» **Excerpted text**:
==================================================

Silence and secrecy are what keeps this twisted little circus rolling, and branding offenders as monsters doesn’t help. The depths of my own anger surrounding this issue make it difficult to say what I’m about to say, but it is indeed the true that these men deserve some compassion from society. It is not to excuse, but simply to understand. In fact, it is in the best interest of child victims that we feel some compassion since the ugly stigmatization with which child molesters are branded can leave an offender feeling even more trapped and unable to reach out for help, which only exacerbates the issue and leads to more offences. This Louis C.K. stand up bit has been called a tasteless joke, but he is indeed on to something with his idea that we take it down a notch when it comes to “kid having sex people” because at least then “you get the kid back.”

~ “Every situation properly perceived, becomes an opportunity to heal.” – A Course In Miracles


We’re Not Really All That Different

"Me Too"

Every time I start to feel disconnected and alone, I’m going to remember tonight and last week. It’s amazing how many people say “me too” when I mention that I was sexually abused as a child.

==================================================

» **Required action A**:
In two sentences, what does the excerpt on child sexual abuse and the stigma around offenders argue?
» **Required action B**:
Answer these questions about the excerpt on child sexual abuse, one per line:
(i) Whose stand-up bit does the writer say "is indeed on to something"?
(ii) What source is given for the quotation "Every situation properly perceived, becomes an opportunity to heal."?
(iii) What does the writer say many people respond when told the writer was sexually abused as a child?

==================================================

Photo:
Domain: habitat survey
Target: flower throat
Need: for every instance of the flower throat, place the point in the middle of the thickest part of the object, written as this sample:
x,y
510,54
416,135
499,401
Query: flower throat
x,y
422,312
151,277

==================================================

» **Your response A**:
The writer argues that silence, secrecy, and branding offenders as monsters keep the problem going, and that society should feel some compassion for child molesters, not to excuse them but to understand them. Such compassion serves child victims, because harsh stigma can leave an offender feeling trapped and unable to seek help, which leads to more offenses.

» **Your response B**:
(i) Louis C.K.
(ii) A Course In Miracles
(iii) "Me too"